[Stored records]
################

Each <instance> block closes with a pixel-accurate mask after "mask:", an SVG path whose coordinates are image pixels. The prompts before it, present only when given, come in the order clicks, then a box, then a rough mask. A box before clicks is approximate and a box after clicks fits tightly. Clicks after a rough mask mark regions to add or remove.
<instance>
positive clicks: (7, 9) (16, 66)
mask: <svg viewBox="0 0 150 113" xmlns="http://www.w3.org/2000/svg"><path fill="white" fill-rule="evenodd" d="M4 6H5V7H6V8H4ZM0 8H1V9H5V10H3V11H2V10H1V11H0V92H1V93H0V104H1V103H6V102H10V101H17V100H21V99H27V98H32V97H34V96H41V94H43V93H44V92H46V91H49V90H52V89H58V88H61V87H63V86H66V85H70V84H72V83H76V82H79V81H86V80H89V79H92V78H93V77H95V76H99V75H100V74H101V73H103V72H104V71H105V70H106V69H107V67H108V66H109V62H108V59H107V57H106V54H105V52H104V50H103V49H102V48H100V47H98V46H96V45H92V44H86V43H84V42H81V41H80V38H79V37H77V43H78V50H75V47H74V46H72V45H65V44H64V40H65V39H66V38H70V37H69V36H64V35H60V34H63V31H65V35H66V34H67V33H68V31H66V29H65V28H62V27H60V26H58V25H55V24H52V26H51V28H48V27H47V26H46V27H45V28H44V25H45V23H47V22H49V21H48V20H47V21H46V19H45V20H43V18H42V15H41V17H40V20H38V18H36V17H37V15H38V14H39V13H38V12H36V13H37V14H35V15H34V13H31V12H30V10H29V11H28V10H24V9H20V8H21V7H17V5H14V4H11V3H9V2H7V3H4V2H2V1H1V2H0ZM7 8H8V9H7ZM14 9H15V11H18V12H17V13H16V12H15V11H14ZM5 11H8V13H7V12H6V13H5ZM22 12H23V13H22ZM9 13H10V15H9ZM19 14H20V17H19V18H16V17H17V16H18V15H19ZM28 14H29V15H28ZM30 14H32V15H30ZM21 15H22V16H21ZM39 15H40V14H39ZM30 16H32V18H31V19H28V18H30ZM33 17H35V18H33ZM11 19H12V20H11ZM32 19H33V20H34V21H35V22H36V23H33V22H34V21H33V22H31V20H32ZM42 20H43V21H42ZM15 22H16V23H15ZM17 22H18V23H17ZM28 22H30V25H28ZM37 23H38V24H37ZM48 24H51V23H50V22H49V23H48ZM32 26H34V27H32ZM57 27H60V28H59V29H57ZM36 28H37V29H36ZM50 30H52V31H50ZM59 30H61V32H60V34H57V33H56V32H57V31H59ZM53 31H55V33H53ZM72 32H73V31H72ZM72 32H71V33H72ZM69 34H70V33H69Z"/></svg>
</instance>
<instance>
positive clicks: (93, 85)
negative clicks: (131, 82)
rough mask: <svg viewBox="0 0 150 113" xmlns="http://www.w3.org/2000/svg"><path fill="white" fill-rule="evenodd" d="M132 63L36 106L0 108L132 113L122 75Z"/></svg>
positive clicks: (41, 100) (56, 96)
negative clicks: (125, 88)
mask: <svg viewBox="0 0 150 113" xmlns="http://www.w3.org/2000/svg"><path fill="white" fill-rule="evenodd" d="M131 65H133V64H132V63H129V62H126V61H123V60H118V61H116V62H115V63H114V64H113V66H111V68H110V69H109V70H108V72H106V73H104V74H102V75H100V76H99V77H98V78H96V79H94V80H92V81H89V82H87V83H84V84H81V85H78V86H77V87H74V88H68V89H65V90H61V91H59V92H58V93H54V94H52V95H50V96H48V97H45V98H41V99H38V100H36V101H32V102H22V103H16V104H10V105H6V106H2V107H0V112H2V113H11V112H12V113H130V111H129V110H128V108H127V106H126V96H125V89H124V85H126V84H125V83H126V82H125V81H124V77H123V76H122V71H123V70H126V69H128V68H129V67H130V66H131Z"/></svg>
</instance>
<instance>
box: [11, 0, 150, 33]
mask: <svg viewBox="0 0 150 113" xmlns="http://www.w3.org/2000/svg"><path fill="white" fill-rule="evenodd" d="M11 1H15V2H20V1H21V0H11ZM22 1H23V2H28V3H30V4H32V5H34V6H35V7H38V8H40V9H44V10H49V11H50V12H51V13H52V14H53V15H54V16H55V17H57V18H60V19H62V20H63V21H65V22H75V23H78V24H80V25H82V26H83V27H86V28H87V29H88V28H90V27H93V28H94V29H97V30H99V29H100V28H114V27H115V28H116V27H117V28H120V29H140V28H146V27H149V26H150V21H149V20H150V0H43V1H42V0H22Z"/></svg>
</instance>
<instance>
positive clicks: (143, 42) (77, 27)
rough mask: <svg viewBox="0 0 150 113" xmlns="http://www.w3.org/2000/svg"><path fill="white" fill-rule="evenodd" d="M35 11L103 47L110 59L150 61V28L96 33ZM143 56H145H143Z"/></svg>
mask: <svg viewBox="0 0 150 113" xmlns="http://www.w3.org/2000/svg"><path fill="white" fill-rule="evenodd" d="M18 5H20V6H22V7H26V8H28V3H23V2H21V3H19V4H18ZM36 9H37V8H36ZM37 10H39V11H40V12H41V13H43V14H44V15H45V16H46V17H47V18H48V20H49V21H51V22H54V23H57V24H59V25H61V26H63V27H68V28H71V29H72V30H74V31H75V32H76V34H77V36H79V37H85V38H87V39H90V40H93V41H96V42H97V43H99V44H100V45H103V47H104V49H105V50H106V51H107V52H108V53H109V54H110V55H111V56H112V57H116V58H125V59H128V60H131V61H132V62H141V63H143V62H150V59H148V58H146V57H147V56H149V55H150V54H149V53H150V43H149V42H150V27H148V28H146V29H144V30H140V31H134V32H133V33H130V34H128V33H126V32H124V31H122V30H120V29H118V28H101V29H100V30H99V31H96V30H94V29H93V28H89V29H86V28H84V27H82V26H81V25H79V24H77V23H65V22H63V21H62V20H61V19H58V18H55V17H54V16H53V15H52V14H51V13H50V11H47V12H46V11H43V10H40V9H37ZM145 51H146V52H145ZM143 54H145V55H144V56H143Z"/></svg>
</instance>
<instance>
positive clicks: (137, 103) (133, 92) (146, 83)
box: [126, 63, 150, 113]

################

_WHAT YOU SHOULD DO_
Give back exactly the lines above starting at the line where "negative clicks: (131, 82)" appears and ending at the line where "positive clicks: (41, 100) (56, 96)" appears, both included, with no other lines.

_RESULT FOR THIS TASK_
negative clicks: (131, 82)
rough mask: <svg viewBox="0 0 150 113" xmlns="http://www.w3.org/2000/svg"><path fill="white" fill-rule="evenodd" d="M132 63L36 106L0 108L132 113L122 75Z"/></svg>
positive clicks: (41, 100) (56, 96)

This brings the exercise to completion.